◆ EXERCISE BRIEF
Your answer must be the data repeated exactly, with no pictures in it.

◆ GIVEN DATA

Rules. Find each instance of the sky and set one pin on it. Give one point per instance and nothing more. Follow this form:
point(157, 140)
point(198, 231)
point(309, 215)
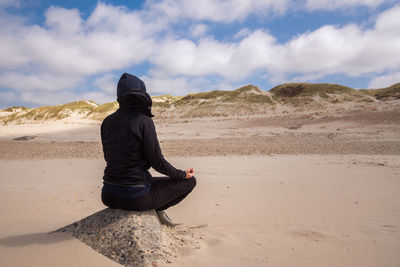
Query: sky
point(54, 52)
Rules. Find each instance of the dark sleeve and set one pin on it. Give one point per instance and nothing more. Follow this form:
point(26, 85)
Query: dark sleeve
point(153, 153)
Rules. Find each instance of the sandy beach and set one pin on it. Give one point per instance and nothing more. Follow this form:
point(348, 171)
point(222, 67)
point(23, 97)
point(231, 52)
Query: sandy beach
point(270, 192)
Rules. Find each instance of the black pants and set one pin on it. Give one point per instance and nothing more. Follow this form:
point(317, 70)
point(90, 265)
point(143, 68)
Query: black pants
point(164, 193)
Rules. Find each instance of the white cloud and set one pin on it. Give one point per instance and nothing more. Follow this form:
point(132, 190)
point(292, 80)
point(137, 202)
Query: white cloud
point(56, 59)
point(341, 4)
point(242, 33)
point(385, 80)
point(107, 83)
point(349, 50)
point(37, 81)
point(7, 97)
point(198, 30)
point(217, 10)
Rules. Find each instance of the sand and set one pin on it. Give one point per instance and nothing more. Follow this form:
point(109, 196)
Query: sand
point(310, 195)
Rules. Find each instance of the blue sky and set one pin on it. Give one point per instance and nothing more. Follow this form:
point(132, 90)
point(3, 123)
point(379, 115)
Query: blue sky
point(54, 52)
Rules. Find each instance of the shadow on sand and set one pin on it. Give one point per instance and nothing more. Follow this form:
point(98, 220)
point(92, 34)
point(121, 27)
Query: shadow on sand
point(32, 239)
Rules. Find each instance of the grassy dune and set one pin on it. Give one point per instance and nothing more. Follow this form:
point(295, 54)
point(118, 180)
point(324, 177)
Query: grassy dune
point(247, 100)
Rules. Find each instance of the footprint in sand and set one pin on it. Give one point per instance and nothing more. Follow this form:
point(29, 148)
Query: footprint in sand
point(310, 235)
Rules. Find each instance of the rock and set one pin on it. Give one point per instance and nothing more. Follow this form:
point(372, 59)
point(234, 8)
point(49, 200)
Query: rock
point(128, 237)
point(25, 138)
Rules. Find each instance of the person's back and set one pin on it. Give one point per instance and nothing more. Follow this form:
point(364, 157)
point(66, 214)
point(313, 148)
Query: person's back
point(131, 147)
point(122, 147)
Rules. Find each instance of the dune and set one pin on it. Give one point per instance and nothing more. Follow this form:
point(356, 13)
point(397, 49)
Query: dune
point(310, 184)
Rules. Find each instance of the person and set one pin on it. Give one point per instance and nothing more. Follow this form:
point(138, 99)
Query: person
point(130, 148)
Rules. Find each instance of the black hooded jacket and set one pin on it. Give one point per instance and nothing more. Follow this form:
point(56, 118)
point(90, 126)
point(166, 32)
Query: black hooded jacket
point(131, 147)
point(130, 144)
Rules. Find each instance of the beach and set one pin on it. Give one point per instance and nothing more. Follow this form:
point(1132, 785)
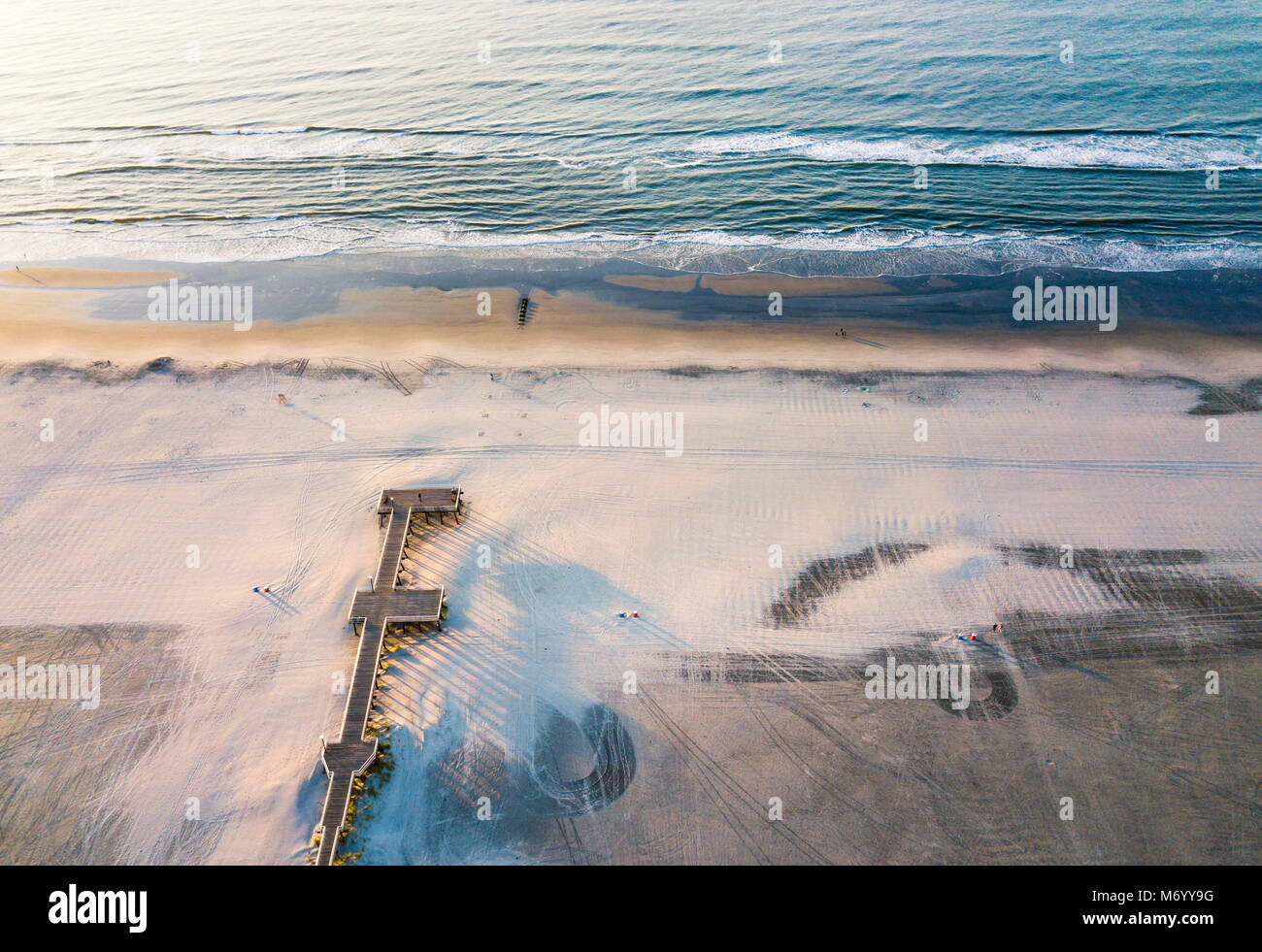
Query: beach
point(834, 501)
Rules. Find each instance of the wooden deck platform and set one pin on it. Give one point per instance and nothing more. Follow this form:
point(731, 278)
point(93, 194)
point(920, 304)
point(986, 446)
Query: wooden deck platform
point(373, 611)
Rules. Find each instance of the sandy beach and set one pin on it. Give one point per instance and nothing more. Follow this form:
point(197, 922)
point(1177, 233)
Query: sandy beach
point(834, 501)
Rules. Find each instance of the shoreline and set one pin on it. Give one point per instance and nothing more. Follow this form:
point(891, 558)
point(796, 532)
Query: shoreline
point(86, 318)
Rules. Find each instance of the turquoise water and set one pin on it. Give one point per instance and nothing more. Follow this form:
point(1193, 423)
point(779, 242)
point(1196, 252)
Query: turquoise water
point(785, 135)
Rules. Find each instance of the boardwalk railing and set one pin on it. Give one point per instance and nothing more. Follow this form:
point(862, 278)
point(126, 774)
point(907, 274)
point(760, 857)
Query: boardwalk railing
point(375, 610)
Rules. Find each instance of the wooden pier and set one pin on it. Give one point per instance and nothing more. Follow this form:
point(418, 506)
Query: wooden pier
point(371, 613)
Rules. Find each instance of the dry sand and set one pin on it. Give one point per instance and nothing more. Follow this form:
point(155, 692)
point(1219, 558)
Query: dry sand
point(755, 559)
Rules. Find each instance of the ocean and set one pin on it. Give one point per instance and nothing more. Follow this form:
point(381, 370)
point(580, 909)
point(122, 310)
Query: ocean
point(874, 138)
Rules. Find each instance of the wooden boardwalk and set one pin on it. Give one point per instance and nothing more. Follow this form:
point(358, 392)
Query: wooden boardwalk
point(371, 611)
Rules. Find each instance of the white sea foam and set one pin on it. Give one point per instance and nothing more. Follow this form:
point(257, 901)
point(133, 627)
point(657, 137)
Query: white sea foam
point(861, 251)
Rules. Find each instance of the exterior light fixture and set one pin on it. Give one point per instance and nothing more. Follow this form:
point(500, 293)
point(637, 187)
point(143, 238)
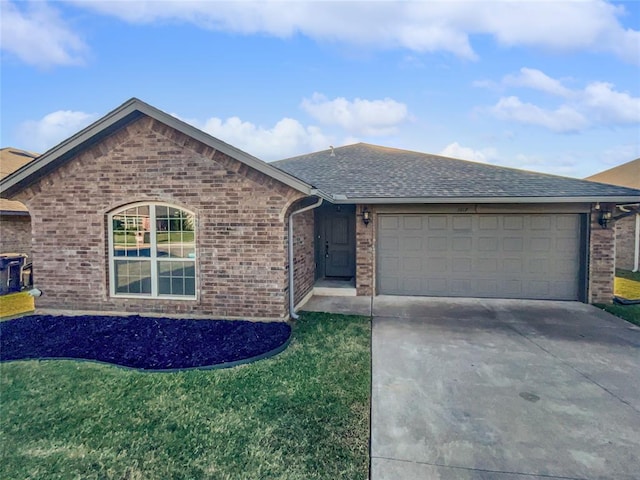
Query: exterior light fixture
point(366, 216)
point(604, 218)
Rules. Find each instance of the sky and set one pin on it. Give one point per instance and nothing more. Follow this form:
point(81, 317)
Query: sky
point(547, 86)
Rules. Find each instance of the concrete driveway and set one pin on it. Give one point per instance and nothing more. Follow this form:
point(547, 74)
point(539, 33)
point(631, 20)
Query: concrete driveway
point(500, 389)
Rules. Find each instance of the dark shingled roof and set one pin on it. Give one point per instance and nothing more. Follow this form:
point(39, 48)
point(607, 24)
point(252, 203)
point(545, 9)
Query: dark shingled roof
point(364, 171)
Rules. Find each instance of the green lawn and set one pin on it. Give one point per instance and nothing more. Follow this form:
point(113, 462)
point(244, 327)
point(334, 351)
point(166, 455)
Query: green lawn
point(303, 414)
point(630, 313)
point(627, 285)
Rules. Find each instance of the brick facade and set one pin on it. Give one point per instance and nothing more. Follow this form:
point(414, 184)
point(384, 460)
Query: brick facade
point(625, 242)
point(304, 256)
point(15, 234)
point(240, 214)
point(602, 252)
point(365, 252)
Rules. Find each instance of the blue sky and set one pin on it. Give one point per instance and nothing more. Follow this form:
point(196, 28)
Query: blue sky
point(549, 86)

◆ YOUR RESPONSE
Rules. Find each instance of the sky and set one pin on it. Give one point per instance and nothing more. Follow this form:
point(157, 140)
point(198, 231)
point(309, 215)
Query: sky
point(54, 52)
Rules. Find each instance of the dark sleeve and set one pin on it. Give one point per instance and nothing more. Follow this form:
point(26, 85)
Query: dark sleeve
point(153, 153)
Rules. Find each instance of the sandy beach and set one pin on it. Give one point per instance and nothing more. Follow this form:
point(348, 171)
point(222, 67)
point(23, 97)
point(231, 52)
Query: sandy beach
point(270, 192)
Rules. Find each instance of the black pants and set one pin on it. Give one point per instance and nothing more. Follow this form:
point(317, 70)
point(90, 265)
point(143, 68)
Query: black pants
point(164, 193)
Rules. Find each instance of the white cloud and set one pin on it. Give one point per instance and nothing more. Follow this form:
point(132, 190)
point(292, 80)
point(137, 202)
Query: white cloud
point(56, 59)
point(341, 4)
point(242, 33)
point(385, 80)
point(107, 83)
point(349, 50)
point(37, 81)
point(7, 97)
point(198, 30)
point(217, 10)
Rules. Find each instance of the sand and set one pin on it. Give one point per instance and nothing more. Follow this form:
point(109, 196)
Query: sand
point(310, 195)
Rules. Find each instance of the blue sky and set one pin on it. Give one point per instance and nothing more. Follow this form:
point(132, 90)
point(3, 123)
point(379, 115)
Query: blue sky
point(54, 52)
Rules. Find each instance of the shadow on sand and set one pin on it. Give one point per instance and nothing more. Follow this form:
point(98, 220)
point(92, 34)
point(121, 27)
Query: shadow on sand
point(32, 239)
Rules. Find each instance of the grassy dune and set one pin on it. Give one point per instance and nothing more. Follow this form:
point(295, 54)
point(118, 180)
point(324, 177)
Query: grassy dune
point(247, 100)
Rules. Find each instance of the footprint in sand and set one pin on it. Give one point per instance and nothing more. Follow this form:
point(29, 148)
Query: footprint in sand
point(310, 235)
Rules. Find each instance of the rock and set one pin on it. Give one point per instance and nothing more. Follow this form:
point(372, 59)
point(234, 8)
point(49, 200)
Query: rock
point(128, 237)
point(25, 138)
Rules. Find each instance of the person's back and set one pin on it. Give one point per instance and nothing more. Follow this form:
point(364, 157)
point(66, 214)
point(313, 148)
Query: person's back
point(131, 147)
point(122, 147)
Rules. Find each instance of the dune and set one pin on it. Give one point per instance and nothing more. Follow this form:
point(356, 13)
point(397, 49)
Query: dune
point(310, 184)
Rules. Find each instance of the person and set one pin on it. Give one point per instance and nothing more. Follow this form:
point(138, 99)
Query: person
point(130, 148)
Rules. Find each instance of the black hooded jacket and set one pin on it. Give one point per instance and nothing more. Follow this form:
point(56, 118)
point(90, 126)
point(166, 32)
Query: black hooded jacket
point(131, 147)
point(130, 144)
Rules. Find each instance of the beach and set one pin on it. Give one point per instance and nothing more. Follow this form:
point(1132, 785)
Query: beach
point(834, 501)
Rules. Find each instance of the wooden deck platform and set one pin on it. Give one point per instance and nothing more. Follow this form:
point(731, 278)
point(93, 194)
point(920, 304)
point(986, 446)
Query: wooden deck platform
point(373, 611)
Rules. Find each instance of the sandy beach and set one pin on it. Give one point per instance and nothing more. Follow this form:
point(197, 922)
point(1177, 233)
Query: sandy beach
point(834, 501)
Rules. Find each instance of the shoreline and set one pin on it. Give one point per instance and nothing more. Follow this form:
point(891, 558)
point(796, 532)
Query: shoreline
point(86, 318)
Rules. Find each instance of the turquoise water and set one pin on it. Give one point per instance and nothing more. Follow this form:
point(1193, 423)
point(779, 242)
point(1196, 252)
Query: turquoise water
point(785, 135)
Rules. Find each instance of the boardwalk railing and set one pin on it. Give one point per instance and nothing more. Follow this form:
point(862, 278)
point(126, 774)
point(907, 274)
point(760, 857)
Query: boardwalk railing
point(375, 610)
Rules. Find each instance of the wooden pier and set one pin on it. Give one point per instance and nothing more. Follow this form:
point(418, 506)
Query: wooden pier
point(371, 613)
Rules. Find each instance of the dry sand and set one pin on it. Give one point per instance and nothing more. Follow this form:
point(155, 692)
point(1219, 558)
Query: dry sand
point(755, 559)
Rules. Find each instance of the ocean and set one pin on it. Give one point per instance and nothing more. Follow this form:
point(381, 370)
point(580, 909)
point(122, 310)
Query: ocean
point(874, 138)
Rules. Find each instance of the wooden boardwalk and set one pin on it. Give one point per instance and nothing more. Follow this form:
point(358, 392)
Query: wooden boardwalk
point(371, 611)
Rules. Find each instance of the white sea foam and set one pin on it. Give one point per instance and nothing more. Follow this form:
point(257, 901)
point(133, 627)
point(657, 137)
Query: white sea foam
point(861, 251)
Rules. Find each instance of the exterior light fixture and set one pin on it. Give one point per instance and nothing more. Follow this form:
point(500, 293)
point(637, 187)
point(143, 238)
Query: exterior light fixture
point(366, 216)
point(604, 218)
Rules. Find each instance of the sky and set one pin on it. Give one point per instance and nothing more. Follow this form:
point(81, 317)
Query: sky
point(547, 86)
Rules. Find each instance of the concrete driveway and set one pin on it. Give one point per instance and nothing more. Follow this form:
point(547, 74)
point(539, 33)
point(631, 20)
Query: concrete driveway
point(500, 389)
Rules. Find each instance of the dark shingled roof and set one pin on it. Give one point per instance and nothing more. Follow this form:
point(39, 48)
point(607, 24)
point(252, 203)
point(545, 9)
Query: dark shingled roof
point(364, 171)
Rules. Find each instance of the green lawn and set one pin on it. Give one point per instance and nothing more. Follow this form:
point(113, 462)
point(244, 327)
point(334, 351)
point(166, 455)
Query: green lawn
point(303, 414)
point(630, 313)
point(627, 285)
Rules. Find each instance of the brick facade and set one pin on it. Give one point per instance and nothing more. Follow this form:
point(414, 184)
point(384, 460)
Query: brick facade
point(625, 242)
point(304, 256)
point(15, 234)
point(240, 214)
point(602, 252)
point(365, 252)
Rules. Find each instance of the blue sky and set one pin on it. Give one point per instance and nothing more. Follow this form:
point(196, 28)
Query: blue sky
point(549, 86)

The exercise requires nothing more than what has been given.